Exercise objective:
The data follows. Retype every entry exactly.

Content starts

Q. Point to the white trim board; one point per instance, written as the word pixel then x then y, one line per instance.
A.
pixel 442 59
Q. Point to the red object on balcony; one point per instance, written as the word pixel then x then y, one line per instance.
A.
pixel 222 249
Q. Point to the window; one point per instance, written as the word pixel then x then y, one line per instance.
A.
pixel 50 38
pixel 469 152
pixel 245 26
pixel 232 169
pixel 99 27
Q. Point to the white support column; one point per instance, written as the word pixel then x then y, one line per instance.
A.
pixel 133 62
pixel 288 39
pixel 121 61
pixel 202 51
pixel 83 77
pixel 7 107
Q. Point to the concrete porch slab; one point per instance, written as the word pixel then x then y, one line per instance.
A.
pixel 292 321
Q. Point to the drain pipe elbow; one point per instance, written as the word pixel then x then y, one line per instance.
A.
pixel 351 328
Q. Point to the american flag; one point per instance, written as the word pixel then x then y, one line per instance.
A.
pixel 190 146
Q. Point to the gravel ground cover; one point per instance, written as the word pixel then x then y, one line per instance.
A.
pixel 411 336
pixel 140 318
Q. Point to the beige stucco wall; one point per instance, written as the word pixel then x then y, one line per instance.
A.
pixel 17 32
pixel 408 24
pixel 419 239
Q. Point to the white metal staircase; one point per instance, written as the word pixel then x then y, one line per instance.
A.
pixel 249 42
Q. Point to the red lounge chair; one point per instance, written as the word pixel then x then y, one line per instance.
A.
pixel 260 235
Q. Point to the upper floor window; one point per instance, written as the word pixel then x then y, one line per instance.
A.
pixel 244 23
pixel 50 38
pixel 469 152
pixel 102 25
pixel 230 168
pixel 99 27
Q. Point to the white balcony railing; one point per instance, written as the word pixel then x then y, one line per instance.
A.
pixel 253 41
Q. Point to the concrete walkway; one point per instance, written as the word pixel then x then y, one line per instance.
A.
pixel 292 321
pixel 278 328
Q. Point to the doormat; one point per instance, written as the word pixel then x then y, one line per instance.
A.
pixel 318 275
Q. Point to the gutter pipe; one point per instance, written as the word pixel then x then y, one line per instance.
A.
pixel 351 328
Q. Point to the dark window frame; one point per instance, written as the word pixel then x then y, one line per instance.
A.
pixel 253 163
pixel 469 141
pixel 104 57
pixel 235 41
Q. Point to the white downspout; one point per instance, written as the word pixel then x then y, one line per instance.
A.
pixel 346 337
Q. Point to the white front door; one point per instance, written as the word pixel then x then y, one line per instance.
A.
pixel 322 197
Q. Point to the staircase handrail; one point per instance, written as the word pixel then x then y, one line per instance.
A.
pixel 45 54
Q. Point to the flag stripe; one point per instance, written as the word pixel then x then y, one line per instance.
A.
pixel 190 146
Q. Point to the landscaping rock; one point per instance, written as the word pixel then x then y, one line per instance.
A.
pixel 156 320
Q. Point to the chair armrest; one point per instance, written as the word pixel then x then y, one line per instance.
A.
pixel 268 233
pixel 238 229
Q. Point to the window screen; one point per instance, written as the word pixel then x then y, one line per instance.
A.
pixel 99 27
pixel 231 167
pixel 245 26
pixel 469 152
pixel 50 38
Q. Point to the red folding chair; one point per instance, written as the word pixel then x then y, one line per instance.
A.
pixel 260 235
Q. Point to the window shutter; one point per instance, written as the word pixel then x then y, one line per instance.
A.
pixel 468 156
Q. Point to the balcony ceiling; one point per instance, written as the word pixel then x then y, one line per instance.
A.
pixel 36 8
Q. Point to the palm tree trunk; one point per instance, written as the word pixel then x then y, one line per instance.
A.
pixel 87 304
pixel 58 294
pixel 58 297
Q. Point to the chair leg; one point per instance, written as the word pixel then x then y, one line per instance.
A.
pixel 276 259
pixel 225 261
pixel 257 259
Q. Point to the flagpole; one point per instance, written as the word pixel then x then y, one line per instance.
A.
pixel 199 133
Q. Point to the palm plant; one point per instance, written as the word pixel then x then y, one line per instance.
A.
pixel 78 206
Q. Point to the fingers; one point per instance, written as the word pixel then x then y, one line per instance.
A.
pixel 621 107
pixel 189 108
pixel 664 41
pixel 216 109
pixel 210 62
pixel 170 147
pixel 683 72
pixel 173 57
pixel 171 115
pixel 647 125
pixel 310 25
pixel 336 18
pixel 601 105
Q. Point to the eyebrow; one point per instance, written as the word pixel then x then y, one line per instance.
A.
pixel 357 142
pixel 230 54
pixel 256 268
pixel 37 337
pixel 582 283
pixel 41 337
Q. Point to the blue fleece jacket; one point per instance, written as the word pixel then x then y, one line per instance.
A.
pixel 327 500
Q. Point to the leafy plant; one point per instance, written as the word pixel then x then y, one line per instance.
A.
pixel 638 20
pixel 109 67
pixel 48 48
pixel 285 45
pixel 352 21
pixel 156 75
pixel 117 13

Content ends

Exercise result:
Q. Point to the white trim board; one point per instance, written as the word pixel then x then y, one line per instance.
A.
pixel 442 59
Q. Point to the red object on balcony; one point per instance, written as the word pixel then x then y, one line per instance.
A.
pixel 222 249
Q. Point to the window; one point per instance, written as the word pixel then x then y, one line per instance.
A.
pixel 50 38
pixel 469 152
pixel 245 26
pixel 232 169
pixel 99 27
Q. Point to the white support column; one point per instance, written as the word pixel then x then y, one line per instance.
A.
pixel 133 62
pixel 288 39
pixel 121 61
pixel 202 51
pixel 83 77
pixel 7 107
Q. Point to the concrete porch slab; one point per instance, written as the word pixel then x then y, one line per instance.
A.
pixel 292 321
Q. Point to the drain pipe elbow; one point per instance, written as the word pixel then x then y, one line per instance.
A.
pixel 351 328
Q. Point to the american flag; one point per instance, written as the word pixel then x then y, one line per instance.
A.
pixel 190 146
Q. Point to the gravel ground cover; one point per instance, written as the word pixel then x then y, one line per instance.
A.
pixel 411 336
pixel 140 318
Q. Point to the beige stucco wall; one point per instance, written as the word pixel then x then y, one line per instance.
A.
pixel 17 32
pixel 408 24
pixel 419 239
Q. Point to the white metal staircase; one point per instance, written as the word pixel then x then y, one line per instance.
A.
pixel 249 42
Q. Point to the red lounge chair; one point per instance, written as the word pixel then x then y, one line per instance.
A.
pixel 260 235
Q. Point to the upper floor window; one point per instance, written as the word pixel then x then y, one line per instance.
A.
pixel 244 23
pixel 50 38
pixel 469 152
pixel 102 25
pixel 230 168
pixel 99 27
Q. Point to the white balcony railing; one point per instance, written as the word pixel then x then y, one line per instance.
A.
pixel 253 41
Q. Point to the concrete walkway; one point per instance, written as the word pixel then x then y, one line per instance.
A.
pixel 292 321
pixel 278 328
Q. Point to the doormat; one point per instance, written as the word pixel then x then y, one line per instance.
A.
pixel 318 275
Q. Point to the gutter pipe; one point per instance, written as the word pixel then x then y, one line per instance.
A.
pixel 351 328
Q. Point to the dark window frame; one point per instance, written as the word pixel then x then y, one line per instance.
A.
pixel 253 163
pixel 469 141
pixel 104 57
pixel 235 41
Q. Point to the white downspout; one point per instance, written as the word pixel then x then y, one line per instance.
A.
pixel 346 337
Q. Point to the white front door; one point per instance, written as the word pixel then x then y, one line per instance.
A.
pixel 322 197
Q. Point to the staircase handrail; one point per instance, written as the word pixel then x then y, one line per instance.
A.
pixel 45 54
Q. Point to the flag stripe; one point per instance, written as the word pixel then x then y, one line per instance.
A.
pixel 190 146
Q. Point to the landscaping rock; one point per instance, written as the word pixel then x then y, one line per instance.
A.
pixel 156 320
Q. Point to the chair armrest; one point per instance, written as the word pixel then x then y, one line per instance.
A.
pixel 268 233
pixel 238 229
Q. Point to the window screen; one point per instance, written as the word pixel then x then y, one line per instance.
A.
pixel 99 27
pixel 231 167
pixel 245 26
pixel 469 152
pixel 50 38
Q. Point to the red folding chair; one point per instance, written as the word pixel then x then y, one line per instance.
A.
pixel 260 235
Q. Point to the window shutter; one point per instance, written as the word pixel then x then y, one line per instance.
A.
pixel 468 156
Q. Point to the balcony ceiling; one point per instance, written as the word pixel then x then y, one line per instance.
A.
pixel 36 8
Q. Point to the palm tree trunk; one point per instance, written as the word pixel then x then y, one line per instance.
A.
pixel 87 304
pixel 58 294
pixel 58 297
Q. Point to the chair leg; one point per instance, written as the word pixel then x then y, one line per instance.
A.
pixel 276 259
pixel 225 261
pixel 257 259
Q. Point to the flagpole; one point per instance, written as the word pixel then x then y, one line per instance.
A.
pixel 199 133
Q. Point to the palm plant; one point per instance, written as the word pixel then x then y, one line per instance.
A.
pixel 78 206
Q. Point to the fingers; one point per instance, written as the word pixel then x then y, one line per instance.
A.
pixel 621 107
pixel 189 108
pixel 664 41
pixel 216 109
pixel 210 62
pixel 170 147
pixel 683 72
pixel 173 57
pixel 171 115
pixel 647 125
pixel 310 25
pixel 336 18
pixel 601 105
Q. Point to the eyebrow; one point per instance, written as the word pixel then x then y, one line per instance.
A.
pixel 357 142
pixel 230 54
pixel 256 268
pixel 37 337
pixel 582 283
pixel 41 337
Q. Point to the blue fleece jacket; one point per instance, written as the word pixel then x then y, one line per instance.
A.
pixel 327 500
Q. Point to the leafy plant; one point per instance, written as the word pixel then x then y, one line per instance.
A.
pixel 638 20
pixel 109 67
pixel 48 48
pixel 285 45
pixel 352 21
pixel 156 75
pixel 117 13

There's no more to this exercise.